» Task brief: Look for "cloud" in the material below and show each line that contains it.

Segment Open

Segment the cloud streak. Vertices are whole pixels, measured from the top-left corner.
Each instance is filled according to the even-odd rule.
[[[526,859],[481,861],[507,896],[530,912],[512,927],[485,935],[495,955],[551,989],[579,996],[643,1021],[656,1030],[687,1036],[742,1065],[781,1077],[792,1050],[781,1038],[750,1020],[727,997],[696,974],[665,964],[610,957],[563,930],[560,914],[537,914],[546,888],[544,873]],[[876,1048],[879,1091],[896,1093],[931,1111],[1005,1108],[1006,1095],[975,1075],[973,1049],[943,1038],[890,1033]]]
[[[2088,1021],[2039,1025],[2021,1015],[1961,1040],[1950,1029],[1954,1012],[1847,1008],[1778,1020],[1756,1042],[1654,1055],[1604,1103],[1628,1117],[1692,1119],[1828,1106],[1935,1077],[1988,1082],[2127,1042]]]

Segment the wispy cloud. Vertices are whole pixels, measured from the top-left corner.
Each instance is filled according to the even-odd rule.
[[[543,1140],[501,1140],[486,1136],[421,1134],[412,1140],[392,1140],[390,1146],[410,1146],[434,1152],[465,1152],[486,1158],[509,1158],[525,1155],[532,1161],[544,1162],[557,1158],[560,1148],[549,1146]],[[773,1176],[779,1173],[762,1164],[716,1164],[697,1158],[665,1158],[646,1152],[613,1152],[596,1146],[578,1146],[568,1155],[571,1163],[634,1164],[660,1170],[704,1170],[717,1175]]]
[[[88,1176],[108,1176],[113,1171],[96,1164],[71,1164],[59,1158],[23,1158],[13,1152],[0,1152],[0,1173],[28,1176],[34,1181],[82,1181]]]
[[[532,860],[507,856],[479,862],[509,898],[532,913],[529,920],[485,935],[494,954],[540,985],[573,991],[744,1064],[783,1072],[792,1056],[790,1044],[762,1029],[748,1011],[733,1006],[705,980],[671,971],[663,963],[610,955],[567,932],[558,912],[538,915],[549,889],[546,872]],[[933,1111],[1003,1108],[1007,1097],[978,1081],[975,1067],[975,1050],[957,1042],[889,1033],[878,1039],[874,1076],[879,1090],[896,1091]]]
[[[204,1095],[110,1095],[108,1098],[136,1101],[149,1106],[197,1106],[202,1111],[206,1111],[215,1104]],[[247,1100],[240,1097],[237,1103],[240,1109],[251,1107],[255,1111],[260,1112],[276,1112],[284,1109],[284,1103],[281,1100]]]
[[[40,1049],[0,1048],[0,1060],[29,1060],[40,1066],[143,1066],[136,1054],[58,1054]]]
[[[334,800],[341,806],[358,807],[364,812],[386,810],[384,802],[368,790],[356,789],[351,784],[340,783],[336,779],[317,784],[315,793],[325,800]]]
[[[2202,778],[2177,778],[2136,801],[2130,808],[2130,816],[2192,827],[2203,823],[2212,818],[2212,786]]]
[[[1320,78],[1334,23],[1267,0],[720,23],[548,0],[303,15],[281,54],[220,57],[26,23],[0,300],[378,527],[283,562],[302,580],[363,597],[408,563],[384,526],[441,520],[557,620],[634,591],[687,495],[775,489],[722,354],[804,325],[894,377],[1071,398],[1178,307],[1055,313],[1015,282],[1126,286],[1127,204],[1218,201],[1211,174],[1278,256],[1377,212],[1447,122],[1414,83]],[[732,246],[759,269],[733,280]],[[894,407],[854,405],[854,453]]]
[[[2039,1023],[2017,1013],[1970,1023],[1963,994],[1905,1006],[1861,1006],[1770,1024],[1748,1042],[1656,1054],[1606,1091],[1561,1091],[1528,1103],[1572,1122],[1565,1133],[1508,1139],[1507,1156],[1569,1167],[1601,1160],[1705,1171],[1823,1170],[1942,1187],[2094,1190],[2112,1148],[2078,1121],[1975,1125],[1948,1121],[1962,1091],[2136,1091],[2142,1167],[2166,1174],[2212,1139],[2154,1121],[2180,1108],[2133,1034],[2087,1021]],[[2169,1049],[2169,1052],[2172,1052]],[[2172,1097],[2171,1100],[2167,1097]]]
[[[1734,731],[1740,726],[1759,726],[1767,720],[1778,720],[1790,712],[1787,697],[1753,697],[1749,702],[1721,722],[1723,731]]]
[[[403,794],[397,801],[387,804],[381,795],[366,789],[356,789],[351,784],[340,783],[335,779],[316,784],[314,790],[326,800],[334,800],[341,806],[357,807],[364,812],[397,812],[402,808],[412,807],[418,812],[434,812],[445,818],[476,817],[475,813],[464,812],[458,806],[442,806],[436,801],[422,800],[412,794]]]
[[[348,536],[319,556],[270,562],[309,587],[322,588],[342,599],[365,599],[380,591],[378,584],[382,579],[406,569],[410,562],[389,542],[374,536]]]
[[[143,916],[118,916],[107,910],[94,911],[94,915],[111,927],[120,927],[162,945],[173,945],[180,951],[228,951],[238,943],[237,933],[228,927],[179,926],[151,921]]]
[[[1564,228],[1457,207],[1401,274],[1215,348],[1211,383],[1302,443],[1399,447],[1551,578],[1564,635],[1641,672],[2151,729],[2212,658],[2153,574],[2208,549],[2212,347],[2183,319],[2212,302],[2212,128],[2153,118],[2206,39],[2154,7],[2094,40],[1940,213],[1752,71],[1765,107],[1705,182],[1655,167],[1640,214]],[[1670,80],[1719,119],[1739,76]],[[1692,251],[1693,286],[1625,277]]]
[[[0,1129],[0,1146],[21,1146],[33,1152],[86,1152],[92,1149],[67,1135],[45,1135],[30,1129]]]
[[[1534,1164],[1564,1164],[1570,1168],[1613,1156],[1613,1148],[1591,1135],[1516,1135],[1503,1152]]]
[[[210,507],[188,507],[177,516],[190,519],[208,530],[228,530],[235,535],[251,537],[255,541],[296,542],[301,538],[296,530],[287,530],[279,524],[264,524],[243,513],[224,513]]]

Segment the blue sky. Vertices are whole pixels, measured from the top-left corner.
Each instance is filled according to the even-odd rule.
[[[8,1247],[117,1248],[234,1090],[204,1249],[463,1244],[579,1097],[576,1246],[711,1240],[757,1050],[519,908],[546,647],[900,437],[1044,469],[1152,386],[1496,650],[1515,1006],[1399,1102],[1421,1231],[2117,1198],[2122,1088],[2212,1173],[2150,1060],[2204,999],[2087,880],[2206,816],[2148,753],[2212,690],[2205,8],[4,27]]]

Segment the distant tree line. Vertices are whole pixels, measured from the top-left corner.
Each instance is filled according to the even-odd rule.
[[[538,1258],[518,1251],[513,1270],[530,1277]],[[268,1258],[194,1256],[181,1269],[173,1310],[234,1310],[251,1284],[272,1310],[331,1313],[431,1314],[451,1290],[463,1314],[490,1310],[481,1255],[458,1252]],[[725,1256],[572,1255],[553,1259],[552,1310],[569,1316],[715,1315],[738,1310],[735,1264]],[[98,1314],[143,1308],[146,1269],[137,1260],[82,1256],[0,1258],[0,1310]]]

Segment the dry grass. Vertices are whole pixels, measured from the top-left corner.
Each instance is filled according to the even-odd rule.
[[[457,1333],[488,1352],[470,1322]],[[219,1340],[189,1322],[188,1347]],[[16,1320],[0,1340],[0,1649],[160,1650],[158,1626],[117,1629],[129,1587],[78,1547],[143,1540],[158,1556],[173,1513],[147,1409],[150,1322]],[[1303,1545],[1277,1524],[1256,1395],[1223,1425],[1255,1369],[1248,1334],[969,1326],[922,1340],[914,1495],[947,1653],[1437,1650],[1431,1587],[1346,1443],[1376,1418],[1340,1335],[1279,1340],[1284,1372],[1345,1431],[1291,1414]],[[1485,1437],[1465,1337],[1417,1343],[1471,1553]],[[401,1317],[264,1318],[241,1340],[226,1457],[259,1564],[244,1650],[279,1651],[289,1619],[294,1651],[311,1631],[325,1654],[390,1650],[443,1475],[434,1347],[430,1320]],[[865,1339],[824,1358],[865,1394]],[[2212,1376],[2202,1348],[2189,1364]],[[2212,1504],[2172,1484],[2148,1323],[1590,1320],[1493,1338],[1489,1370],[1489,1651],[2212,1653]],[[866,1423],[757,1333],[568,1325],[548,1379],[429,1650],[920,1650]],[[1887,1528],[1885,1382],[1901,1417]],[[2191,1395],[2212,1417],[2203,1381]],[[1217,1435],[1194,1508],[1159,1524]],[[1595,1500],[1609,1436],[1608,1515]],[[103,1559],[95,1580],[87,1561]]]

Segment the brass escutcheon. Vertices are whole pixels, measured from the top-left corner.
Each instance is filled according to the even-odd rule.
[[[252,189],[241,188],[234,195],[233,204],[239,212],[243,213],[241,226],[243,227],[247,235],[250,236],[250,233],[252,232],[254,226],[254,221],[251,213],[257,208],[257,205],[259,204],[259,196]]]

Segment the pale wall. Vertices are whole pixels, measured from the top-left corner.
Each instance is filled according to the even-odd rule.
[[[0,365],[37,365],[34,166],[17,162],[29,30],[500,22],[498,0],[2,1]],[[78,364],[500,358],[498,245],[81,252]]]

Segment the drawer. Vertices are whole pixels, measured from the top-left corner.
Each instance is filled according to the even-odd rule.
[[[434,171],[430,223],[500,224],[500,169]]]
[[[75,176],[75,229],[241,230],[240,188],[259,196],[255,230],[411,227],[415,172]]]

Segment Closed

» Response to the task:
Segment the cloud streak. Vertices are whole pixels, measured from the top-left corner.
Segment the wispy cloud. Vertices are whole pixels, measured from the top-left corner.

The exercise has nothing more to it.